Action item: Copy out the data below, all of it, exactly.

= Beginning of Section =

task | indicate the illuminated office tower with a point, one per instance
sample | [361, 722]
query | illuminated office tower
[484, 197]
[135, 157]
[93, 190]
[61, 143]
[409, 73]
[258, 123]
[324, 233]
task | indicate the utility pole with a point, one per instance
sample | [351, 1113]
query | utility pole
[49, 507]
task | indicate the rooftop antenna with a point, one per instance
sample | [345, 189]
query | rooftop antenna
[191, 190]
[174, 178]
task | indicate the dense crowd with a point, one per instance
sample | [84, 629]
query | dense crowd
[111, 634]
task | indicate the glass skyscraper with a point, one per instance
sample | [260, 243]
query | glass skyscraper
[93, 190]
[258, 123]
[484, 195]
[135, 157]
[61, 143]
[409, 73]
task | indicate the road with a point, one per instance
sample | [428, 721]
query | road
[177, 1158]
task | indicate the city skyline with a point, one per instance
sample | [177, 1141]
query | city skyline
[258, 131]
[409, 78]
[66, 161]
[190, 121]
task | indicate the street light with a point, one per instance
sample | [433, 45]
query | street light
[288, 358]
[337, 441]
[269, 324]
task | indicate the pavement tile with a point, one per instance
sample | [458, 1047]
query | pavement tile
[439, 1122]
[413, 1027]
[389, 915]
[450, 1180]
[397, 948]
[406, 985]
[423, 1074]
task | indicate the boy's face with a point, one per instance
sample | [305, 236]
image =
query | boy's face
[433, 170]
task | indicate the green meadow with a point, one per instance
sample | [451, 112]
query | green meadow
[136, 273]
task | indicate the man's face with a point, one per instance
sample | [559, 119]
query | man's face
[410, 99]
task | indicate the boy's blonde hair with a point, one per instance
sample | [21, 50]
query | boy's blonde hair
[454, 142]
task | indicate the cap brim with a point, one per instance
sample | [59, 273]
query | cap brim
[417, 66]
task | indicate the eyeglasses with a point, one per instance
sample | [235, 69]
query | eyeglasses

= End of Section =

Answer:
task | indicate the illuminated office tower with a point, one per instance
sample | [361, 722]
query | illuminated office tower
[484, 197]
[135, 157]
[93, 190]
[61, 143]
[409, 73]
[258, 123]
[324, 233]
task | indicate the utility pole with a point, one per instance
sample | [351, 1113]
query | utility pole
[49, 507]
task | indicate the rooftop antenna with a point, one per instance
sample | [345, 189]
query | rooftop antenna
[191, 190]
[174, 178]
task | indicate the dense crowd with a point, one per instance
sample | [84, 629]
query | dense crowd
[111, 634]
task | indicate the glass skyscraper with a point, one per instance
sample | [260, 243]
query | glass skyscraper
[93, 190]
[258, 123]
[484, 195]
[135, 157]
[61, 143]
[409, 73]
task | indicate the road with a point, one per instance
sample | [428, 721]
query | road
[177, 1158]
task | indicate the city skyline with a point, one per instance
sample | [177, 1141]
query | city skyline
[258, 131]
[409, 78]
[66, 161]
[190, 121]
task | indicate the street light with a point, one per instance
sample | [433, 45]
query | street light
[288, 358]
[337, 441]
[269, 324]
task | indicate the pavement tile with a point, one per instance
sample | [458, 1047]
query | pavement tile
[439, 1122]
[413, 1027]
[389, 915]
[450, 1180]
[397, 948]
[406, 985]
[423, 1074]
task | indicate the boy's face with a point, one per instance
sample | [305, 236]
image =
query | boy's face
[433, 170]
task | indicate the green meadow with a point, one per instance
sample | [451, 112]
query | green meadow
[136, 273]
task | indicate the man's face with a point, one per instance
sample | [559, 119]
query | man's face
[410, 99]
task | indicate the boy's blonde hair with a point, one per instance
sample | [21, 50]
query | boy's blonde hair
[454, 142]
task | indicate the cap brim with a point, one per instance
sample | [59, 273]
query | cap brim
[417, 66]
task | indicate the eyeglasses with a point, one per instance
sample | [235, 69]
query | eyeglasses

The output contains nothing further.